**DO THIS**
Please reproduce the whole listing below word for word, keeping every line in its original order.

**DATA PROVIDED**

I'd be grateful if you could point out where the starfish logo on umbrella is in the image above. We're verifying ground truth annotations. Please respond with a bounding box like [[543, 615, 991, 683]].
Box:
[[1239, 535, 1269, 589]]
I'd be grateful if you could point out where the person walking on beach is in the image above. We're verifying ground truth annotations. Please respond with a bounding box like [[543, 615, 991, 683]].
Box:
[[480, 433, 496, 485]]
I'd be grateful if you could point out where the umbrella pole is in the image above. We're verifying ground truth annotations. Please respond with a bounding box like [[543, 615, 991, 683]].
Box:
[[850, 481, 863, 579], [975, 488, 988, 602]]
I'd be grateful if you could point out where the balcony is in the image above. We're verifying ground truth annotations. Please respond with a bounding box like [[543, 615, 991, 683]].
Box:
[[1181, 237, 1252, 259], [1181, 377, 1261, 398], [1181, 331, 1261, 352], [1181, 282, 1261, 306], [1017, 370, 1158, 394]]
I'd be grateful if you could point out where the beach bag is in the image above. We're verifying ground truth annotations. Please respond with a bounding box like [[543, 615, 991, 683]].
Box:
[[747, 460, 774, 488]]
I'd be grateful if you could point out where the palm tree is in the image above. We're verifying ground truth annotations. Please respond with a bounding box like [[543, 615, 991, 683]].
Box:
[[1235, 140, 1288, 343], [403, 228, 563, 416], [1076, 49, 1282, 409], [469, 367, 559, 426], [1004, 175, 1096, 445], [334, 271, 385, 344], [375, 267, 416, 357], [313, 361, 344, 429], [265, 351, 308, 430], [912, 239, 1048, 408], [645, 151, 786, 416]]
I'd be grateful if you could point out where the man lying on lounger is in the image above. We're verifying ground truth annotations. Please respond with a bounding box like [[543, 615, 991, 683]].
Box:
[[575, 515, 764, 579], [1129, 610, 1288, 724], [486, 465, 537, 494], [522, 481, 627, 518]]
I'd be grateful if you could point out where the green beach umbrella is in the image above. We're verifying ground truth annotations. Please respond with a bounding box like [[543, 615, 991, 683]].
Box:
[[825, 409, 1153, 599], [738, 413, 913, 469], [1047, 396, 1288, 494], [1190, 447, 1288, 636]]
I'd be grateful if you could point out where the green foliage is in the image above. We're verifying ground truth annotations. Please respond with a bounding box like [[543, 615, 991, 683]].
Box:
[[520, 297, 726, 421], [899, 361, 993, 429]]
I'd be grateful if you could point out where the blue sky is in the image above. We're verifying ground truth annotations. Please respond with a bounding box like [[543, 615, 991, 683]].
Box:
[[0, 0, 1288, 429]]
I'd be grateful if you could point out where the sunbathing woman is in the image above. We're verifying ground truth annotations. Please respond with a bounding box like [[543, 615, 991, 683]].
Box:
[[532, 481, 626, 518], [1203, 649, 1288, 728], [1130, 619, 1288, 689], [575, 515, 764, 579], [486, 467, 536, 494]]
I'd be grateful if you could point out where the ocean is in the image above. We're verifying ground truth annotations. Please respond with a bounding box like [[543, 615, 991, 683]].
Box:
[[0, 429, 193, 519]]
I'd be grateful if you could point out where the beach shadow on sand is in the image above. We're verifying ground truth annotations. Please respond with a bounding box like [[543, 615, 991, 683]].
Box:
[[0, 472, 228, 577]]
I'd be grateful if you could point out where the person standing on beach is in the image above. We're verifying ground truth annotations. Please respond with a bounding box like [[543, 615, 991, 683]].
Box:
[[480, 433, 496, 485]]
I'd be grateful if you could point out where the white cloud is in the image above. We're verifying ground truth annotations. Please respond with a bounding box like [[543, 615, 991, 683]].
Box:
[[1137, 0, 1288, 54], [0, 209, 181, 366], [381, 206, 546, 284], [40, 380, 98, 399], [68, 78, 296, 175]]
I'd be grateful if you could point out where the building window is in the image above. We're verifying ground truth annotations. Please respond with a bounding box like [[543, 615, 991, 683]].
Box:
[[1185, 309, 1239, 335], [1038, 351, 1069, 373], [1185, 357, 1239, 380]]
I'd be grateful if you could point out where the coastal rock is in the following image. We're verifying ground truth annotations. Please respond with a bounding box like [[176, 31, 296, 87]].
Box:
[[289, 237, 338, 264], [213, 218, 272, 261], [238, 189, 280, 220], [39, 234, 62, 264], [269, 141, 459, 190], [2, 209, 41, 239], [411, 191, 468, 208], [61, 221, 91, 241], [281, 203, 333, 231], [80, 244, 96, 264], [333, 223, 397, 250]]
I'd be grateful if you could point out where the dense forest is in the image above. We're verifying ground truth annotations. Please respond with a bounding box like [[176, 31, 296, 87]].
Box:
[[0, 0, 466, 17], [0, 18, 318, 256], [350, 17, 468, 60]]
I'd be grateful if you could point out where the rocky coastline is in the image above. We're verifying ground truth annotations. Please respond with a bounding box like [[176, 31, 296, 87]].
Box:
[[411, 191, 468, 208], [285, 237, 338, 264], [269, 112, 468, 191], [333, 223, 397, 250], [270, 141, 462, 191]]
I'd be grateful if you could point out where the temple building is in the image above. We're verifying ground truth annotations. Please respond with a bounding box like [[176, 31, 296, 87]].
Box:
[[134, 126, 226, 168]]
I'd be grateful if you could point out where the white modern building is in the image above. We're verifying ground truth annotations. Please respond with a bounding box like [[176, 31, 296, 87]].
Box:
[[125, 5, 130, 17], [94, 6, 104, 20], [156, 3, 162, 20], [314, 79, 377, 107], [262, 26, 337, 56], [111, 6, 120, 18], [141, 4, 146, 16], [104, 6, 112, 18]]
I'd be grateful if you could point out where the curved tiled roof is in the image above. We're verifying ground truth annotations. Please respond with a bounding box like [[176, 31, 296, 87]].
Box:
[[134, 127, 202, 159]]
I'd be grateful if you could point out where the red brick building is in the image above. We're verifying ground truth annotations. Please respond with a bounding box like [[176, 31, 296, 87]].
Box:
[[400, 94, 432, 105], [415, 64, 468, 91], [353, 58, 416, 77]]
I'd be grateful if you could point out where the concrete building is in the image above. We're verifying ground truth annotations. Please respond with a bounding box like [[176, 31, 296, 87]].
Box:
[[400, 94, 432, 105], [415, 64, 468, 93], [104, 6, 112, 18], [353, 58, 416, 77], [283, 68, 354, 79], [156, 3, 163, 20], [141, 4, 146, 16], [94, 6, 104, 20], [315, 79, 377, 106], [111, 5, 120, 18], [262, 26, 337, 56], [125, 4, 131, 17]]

**RESPONSE TO THIS EXERCISE**
I'd be grateful if you could point out where the starfish logo on umbrella is in the image above. We're verifying ground truth annotations. Please respond with a bounding box like [[543, 615, 991, 683]].
Box:
[[1239, 535, 1269, 589]]
I'd be grateful if you could point out where the person walking on beach is in the image above. We're verifying ground truth annotations. Please respond with a bounding box like [[543, 615, 991, 683]].
Box:
[[480, 433, 496, 485]]
I'd be grateful if you could point out where the umbrella pole is in the image above. We're verifying ground truth annotations. Please respond with a bounding box like [[543, 615, 991, 683]].
Box:
[[850, 481, 863, 579], [975, 488, 988, 602]]
I'd be grateful if you could point out where the balcony is in the image above. We're verifying ground truth annotations. Please respond with a bounding box like [[543, 615, 991, 683]].
Box:
[[1181, 237, 1252, 259], [1181, 377, 1261, 398], [1181, 331, 1261, 352], [1181, 282, 1261, 306], [1017, 370, 1158, 394]]
I'd be grateful if you could point out where the beach bag is in the image above. We're verifying ground truth annotations. Please respond with a bounding box like [[543, 615, 991, 683]].
Box:
[[747, 460, 774, 488]]
I'd be grateful if you could point out where the palm tree is in the image above. We're verifying ground truth annotations. Please respond with a bounding box like [[543, 615, 991, 683]].
Box:
[[1235, 140, 1288, 343], [403, 228, 563, 416], [1076, 49, 1282, 409], [469, 367, 559, 426], [1004, 175, 1096, 445], [334, 271, 385, 344], [375, 267, 416, 357], [313, 361, 344, 429], [265, 351, 308, 430], [912, 239, 1048, 408], [645, 151, 786, 416]]
I'd be grateful if you could point out where the man lying on lounger is in the image above. We're verifying ground truth annotations. Please respond with a bounding box like [[543, 615, 991, 683]].
Box:
[[575, 515, 764, 579], [1129, 610, 1288, 724], [486, 465, 537, 494], [522, 481, 627, 518]]
I'd be grateful if you could point out where the green beach umbrella is in the image above. We're verifying ground truth annotations. Please respond with a bounding box like [[543, 615, 991, 683]].
Box:
[[825, 409, 1153, 599], [738, 413, 913, 469], [1047, 396, 1288, 494], [1190, 447, 1288, 636]]
I'd be grateful if you could point out where the green foliage is in the image above. We're verifying ground truth annotations. Please respond with a bounding box like [[543, 615, 991, 683]].
Box:
[[520, 297, 726, 421], [899, 361, 993, 429]]
I'd be grateful if you could point out where the blue sky is in the image above. We're verifying ground truth annotations. Please respond with a bounding box like [[543, 615, 991, 683]].
Box:
[[0, 0, 1288, 429]]
I'd be grateful if you could point out where the sunbathing woman is in the image above. We're verifying ground truth annotations. Please respond with a bounding box like [[543, 615, 991, 683]].
Box:
[[532, 481, 626, 518], [1203, 649, 1288, 728], [1130, 619, 1288, 689], [575, 515, 764, 579], [486, 467, 536, 494]]
I'd be grateful if you could point out where the ocean is in the image above. We're verifying ground truth annotations. Please respond with a bounding box like [[543, 615, 991, 683]].
Box:
[[0, 429, 193, 519]]
I'd be grateful if you could point out where the beach shadow on sand is in the image above. We're verifying ground truth annotations. Please respond with a bounding box like [[543, 615, 991, 683]].
Box:
[[0, 472, 228, 577]]
I'd be grateful if you could point out where the person standing on beach is in the image above. We're verifying ground truth annotations. Please respond with a bounding box like [[543, 615, 991, 683]].
Box:
[[480, 433, 496, 485]]
I'd be grateful if you could point out where the white cloud is in the image above. We're verifying ground truth annotations. Please respond with a bounding box like [[543, 615, 991, 683]].
Box:
[[1137, 0, 1288, 54], [0, 209, 181, 366], [381, 206, 546, 284], [40, 380, 98, 399], [68, 78, 296, 175]]
I'd be grateful if you could point out where the building window is in the image above. We're verifying ground truth annotations. Please respond with a bounding box like [[543, 615, 991, 683]].
Box:
[[1185, 309, 1239, 335], [1038, 351, 1069, 373], [1185, 357, 1239, 380]]
I'd be grateful if you could point out where the coastal rock is in the following image. We're verifying ground truth annotations. Please respond with a bounding box like [[176, 31, 296, 87]].
Box:
[[289, 237, 338, 264], [213, 218, 272, 261], [238, 189, 280, 220], [39, 234, 62, 264], [269, 141, 459, 190], [2, 209, 41, 239], [411, 191, 468, 208], [61, 221, 91, 241], [281, 203, 333, 231], [80, 244, 96, 264], [333, 223, 397, 250]]
I'd be grateful if you could point out where the dense forest is in the image above. We're verifying ground truth annotations. Please respond with a bounding box like [[176, 31, 296, 87]].
Box:
[[0, 0, 466, 17], [0, 18, 318, 256], [350, 17, 468, 60]]
I'd be grateful if you could point out where the rocky coastline is in the image above. We're verifying ground truth annotations. Please respond with a bounding box like [[176, 31, 296, 87]].
Box:
[[411, 191, 468, 208], [285, 237, 338, 264], [269, 112, 468, 191], [333, 223, 397, 250], [270, 141, 462, 191]]
I'd be grateful if you could point out where the temple building is in the image above. We're verifying ground truth annotations. Please respond with a bounding box like [[176, 31, 296, 87]].
Box:
[[134, 126, 226, 168]]
I'd be grateful if you could point out where the white modern building is in the image above. We're verifying ground truth annotations. Please respond with a bounding box like [[176, 31, 296, 87]].
Box:
[[125, 5, 130, 17], [94, 6, 104, 20], [156, 3, 162, 20], [314, 79, 377, 107], [262, 26, 337, 56], [111, 6, 120, 18], [141, 4, 146, 16], [104, 6, 112, 18]]
I'd be grateful if you could point out where the curved tiled roof is in the image above. We're verifying ground truth annotations. Please respond with a bounding box like [[176, 31, 296, 87]].
Box:
[[134, 127, 202, 159]]
I'd be grateful if you could point out where the red brick building is in the image above. We're verifying ground truth annotations. Please respond with a bounding box like [[176, 31, 296, 87]].
Box:
[[400, 94, 432, 105], [415, 64, 468, 91], [353, 58, 416, 77]]
I'd be grateful if you could point out where the concrete building is in the image above. We're verifying ground truth annotations. Please respond with a bounding box like [[176, 31, 296, 87]].
Box:
[[400, 94, 432, 105], [415, 64, 468, 93], [104, 6, 112, 18], [353, 58, 416, 77], [283, 68, 354, 79], [156, 3, 163, 20], [141, 4, 146, 16], [94, 6, 104, 20], [315, 79, 377, 106], [111, 5, 120, 18], [262, 26, 337, 56], [125, 4, 131, 17]]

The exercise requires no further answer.